[START]
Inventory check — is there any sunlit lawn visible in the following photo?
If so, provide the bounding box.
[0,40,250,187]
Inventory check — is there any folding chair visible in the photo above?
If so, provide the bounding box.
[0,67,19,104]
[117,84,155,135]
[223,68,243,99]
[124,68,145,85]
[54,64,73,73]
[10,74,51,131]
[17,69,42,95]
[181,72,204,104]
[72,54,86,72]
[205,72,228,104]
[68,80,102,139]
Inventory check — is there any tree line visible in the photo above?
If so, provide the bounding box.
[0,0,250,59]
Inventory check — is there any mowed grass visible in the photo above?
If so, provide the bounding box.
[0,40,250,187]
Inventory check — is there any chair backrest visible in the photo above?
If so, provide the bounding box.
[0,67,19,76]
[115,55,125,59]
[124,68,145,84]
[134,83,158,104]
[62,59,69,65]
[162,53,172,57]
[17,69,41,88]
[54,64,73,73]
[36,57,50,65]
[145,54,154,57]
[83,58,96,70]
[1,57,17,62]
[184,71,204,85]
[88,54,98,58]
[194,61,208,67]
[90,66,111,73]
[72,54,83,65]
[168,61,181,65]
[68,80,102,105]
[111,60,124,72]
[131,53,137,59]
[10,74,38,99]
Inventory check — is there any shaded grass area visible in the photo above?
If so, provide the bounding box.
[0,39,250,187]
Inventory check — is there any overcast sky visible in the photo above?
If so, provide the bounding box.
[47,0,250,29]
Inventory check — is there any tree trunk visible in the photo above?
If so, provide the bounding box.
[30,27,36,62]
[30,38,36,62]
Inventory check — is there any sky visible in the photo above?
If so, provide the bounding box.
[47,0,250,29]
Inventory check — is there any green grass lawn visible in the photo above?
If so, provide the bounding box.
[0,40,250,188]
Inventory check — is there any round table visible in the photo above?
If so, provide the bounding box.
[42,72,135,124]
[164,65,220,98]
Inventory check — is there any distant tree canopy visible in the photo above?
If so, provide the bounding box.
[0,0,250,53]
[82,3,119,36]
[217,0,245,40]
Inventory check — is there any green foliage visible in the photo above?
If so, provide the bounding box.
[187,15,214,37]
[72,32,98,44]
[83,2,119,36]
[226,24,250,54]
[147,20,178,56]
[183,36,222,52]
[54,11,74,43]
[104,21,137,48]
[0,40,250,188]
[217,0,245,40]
[END]
> Instructions to follow
Rewrite the part of the rows that opens with the line containing "Inventory check — is there any overcast" and runs through the end of the rows, requests included, with every bounding box coordinate in the answers multiplied by 1.55 and rounded to a whole number, halves rounding up. Give only those lines.

> Response to the exercise
Inventory check — is there any overcast sky visible in the photo above?
If so, provide the bounding box.
[73,0,388,45]
Inventory check — is there any tree trunk visible in the photo above?
If so, provide the bounding box.
[47,42,56,96]
[47,59,56,96]
Inventory check — is there any sky visible in the photo above?
If so, provide the bounding box.
[73,0,388,45]
Inventory check — is there any green grass lawn visible in the photo above?
If so, provide the bounding box.
[0,62,388,291]
Inventory check — is there any round table visible in the photo above?
If so, provide the bounding box.
[65,112,209,192]
[254,101,341,152]
Inventory check — is there any distant tree canopy visible in the photo above?
If so, provide the bounding box.
[0,0,388,82]
[127,5,184,56]
[336,0,380,62]
Inventory check — is there any green foliage visible in the photo above?
If so, provide the bounding box.
[290,23,332,57]
[112,50,152,68]
[129,3,184,56]
[350,37,388,84]
[228,31,276,87]
[284,56,344,81]
[84,17,115,67]
[161,33,212,74]
[0,62,388,291]
[336,0,380,62]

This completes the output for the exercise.